## begin Listed records

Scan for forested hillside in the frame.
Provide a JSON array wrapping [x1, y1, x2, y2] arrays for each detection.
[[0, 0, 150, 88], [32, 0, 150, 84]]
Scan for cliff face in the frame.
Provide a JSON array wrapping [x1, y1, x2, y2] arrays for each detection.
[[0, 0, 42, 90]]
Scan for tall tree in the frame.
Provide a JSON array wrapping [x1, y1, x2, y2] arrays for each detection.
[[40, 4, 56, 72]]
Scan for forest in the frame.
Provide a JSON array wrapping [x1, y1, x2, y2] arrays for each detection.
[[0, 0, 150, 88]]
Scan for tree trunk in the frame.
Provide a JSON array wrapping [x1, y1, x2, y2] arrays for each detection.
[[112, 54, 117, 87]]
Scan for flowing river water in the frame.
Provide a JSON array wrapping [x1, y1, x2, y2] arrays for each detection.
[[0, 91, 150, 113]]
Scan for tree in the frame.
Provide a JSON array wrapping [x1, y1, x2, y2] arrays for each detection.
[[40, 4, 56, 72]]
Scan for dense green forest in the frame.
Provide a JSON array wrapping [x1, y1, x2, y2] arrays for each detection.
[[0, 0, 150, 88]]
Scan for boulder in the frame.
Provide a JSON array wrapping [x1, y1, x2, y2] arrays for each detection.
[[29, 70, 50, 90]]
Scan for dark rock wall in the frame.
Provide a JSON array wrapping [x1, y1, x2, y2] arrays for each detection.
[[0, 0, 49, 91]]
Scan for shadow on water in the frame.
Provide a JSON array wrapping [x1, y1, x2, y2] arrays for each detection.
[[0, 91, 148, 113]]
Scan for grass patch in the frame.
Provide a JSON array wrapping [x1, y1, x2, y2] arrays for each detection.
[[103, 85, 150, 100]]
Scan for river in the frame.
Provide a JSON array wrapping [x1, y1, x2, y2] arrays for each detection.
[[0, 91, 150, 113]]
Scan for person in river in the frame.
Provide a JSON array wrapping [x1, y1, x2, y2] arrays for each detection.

## end Listed records

→ Work to do: Could you reproduce the records from the line containing "Scan for grass patch in the frame." through the end of the records, requests included, shifting every bounding-box coordinate in the answers by adding 105 to it? Give only those lines.

→ Response below:
Scan for grass patch in the frame.
Provide a JSON array wrapping [x1, y1, x2, y2] arrays for each detection.
[[208, 190, 255, 205]]
Scan for river in the frame.
Provide a JSON array wrapping [x1, y1, x2, y2] arrays for each detection.
[[105, 196, 255, 218]]
Scan for person in river in the frame.
Provide a JSON array wrapping [x1, y1, x2, y2] arrays for each detection.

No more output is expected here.